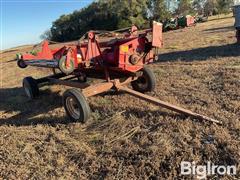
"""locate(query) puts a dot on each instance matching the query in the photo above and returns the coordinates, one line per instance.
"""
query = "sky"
(23, 21)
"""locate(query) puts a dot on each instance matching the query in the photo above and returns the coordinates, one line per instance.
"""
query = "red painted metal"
(128, 54)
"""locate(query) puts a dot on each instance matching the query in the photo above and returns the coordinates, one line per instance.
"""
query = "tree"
(46, 35)
(198, 6)
(223, 6)
(157, 10)
(210, 7)
(184, 7)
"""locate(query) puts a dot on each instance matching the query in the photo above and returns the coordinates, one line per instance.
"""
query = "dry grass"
(127, 138)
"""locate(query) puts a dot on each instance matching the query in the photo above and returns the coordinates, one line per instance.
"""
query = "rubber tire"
(21, 64)
(81, 102)
(150, 79)
(62, 67)
(32, 86)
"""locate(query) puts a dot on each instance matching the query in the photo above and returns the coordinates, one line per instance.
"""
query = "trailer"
(117, 63)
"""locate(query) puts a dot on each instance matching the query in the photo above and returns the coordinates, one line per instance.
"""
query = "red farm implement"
(118, 61)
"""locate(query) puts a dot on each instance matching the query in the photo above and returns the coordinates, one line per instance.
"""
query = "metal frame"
(118, 85)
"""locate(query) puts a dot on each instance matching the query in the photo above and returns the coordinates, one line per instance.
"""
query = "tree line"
(117, 14)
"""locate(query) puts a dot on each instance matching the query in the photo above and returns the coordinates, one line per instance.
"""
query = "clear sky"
(23, 21)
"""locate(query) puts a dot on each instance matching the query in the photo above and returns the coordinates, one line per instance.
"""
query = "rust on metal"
(167, 105)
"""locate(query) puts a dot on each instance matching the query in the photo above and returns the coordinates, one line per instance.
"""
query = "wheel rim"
(27, 90)
(73, 107)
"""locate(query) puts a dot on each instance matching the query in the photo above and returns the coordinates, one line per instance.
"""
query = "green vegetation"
(116, 14)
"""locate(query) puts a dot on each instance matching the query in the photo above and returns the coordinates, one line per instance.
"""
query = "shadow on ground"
(17, 110)
(220, 29)
(200, 54)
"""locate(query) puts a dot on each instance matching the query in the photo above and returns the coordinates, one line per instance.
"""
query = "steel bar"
(68, 83)
(97, 89)
(167, 105)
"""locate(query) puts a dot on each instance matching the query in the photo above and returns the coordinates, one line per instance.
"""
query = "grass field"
(127, 138)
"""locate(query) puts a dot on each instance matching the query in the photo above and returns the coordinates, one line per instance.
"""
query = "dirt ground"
(127, 138)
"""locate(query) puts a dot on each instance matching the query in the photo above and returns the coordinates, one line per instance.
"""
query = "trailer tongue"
(119, 62)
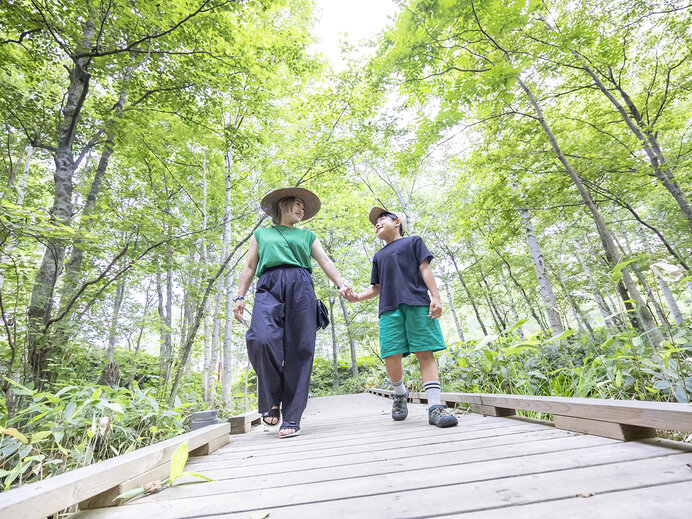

········

◆ **DO THIS**
Show each line of the records above that contains the string "trailer", copying those lines unchanged.

◆ **FINAL ANSWER**
query = "trailer"
query = "trailer tongue"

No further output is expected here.